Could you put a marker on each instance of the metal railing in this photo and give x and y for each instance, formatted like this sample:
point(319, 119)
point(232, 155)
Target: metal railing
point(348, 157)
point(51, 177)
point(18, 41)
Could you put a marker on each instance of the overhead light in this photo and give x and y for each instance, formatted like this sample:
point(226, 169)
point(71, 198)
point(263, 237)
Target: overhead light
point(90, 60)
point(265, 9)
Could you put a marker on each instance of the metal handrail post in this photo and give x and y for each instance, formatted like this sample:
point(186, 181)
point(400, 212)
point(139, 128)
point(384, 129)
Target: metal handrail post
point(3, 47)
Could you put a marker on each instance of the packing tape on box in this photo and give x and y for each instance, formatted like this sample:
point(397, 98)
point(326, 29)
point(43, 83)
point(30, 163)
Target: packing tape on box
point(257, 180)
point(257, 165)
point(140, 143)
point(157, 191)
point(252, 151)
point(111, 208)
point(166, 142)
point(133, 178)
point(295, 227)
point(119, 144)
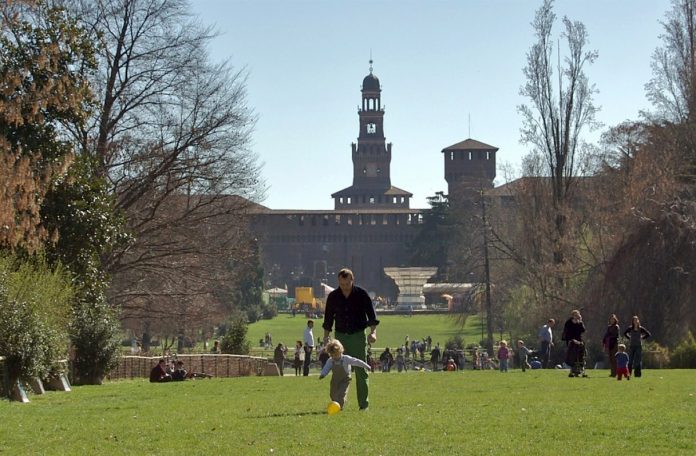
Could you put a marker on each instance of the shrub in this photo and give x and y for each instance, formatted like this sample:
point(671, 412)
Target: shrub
point(684, 355)
point(655, 356)
point(234, 341)
point(94, 334)
point(34, 304)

Required work →
Present all the entries above as a Markdown table with two columns, Row for the row number and Text for the line, skipping blank lines. Leave the pictures out of the table.

Answer to the exercise →
| Row | Text |
|---|---|
| 1 | Could you put a marker on each instance of the metal railing in this photo and give x and y for each instance, formatted like this sample: |
| 2 | point(319, 119) |
| 3 | point(232, 155) |
| 4 | Target: metal railing |
| 5 | point(348, 157) |
| 6 | point(51, 177) |
| 7 | point(18, 41) |
| 8 | Could you put a marker on each instance of the overhead light in this photo and give x and y for each instance, formatted like this sample: |
| 9 | point(226, 169) |
| 10 | point(71, 198) |
| 11 | point(263, 237) |
| 12 | Target: overhead light |
| 13 | point(90, 60) |
| 14 | point(265, 9) |
| 15 | Could you put a marker on each instance of the metal handrail post in this photo and give x and y for each instance, formatted like this sample: |
| 16 | point(186, 181) |
| 17 | point(400, 212) |
| 18 | point(139, 128) |
| 19 | point(384, 129) |
| 20 | Target: metal handrail post |
| 21 | point(3, 47) |
| 22 | Could you put a marker on each instance of the packing tape on box in this photo and give x and y for each instance, formatted like this sample: |
| 23 | point(397, 98) |
| 24 | point(326, 29) |
| 25 | point(43, 83) |
| 26 | point(30, 163) |
| 27 | Target: packing tape on box |
| 28 | point(257, 180) |
| 29 | point(257, 165) |
| 30 | point(140, 143) |
| 31 | point(157, 191) |
| 32 | point(252, 151) |
| 33 | point(111, 208) |
| 34 | point(166, 142) |
| 35 | point(133, 178) |
| 36 | point(295, 227) |
| 37 | point(119, 144) |
| 38 | Could you put a marker on each instance of the shrub in this photo and give x and y for each instance, formatted like this sample: |
| 39 | point(671, 412) |
| 40 | Target: shrub |
| 41 | point(684, 355) |
| 42 | point(655, 356) |
| 43 | point(234, 341) |
| 44 | point(94, 334) |
| 45 | point(34, 304) |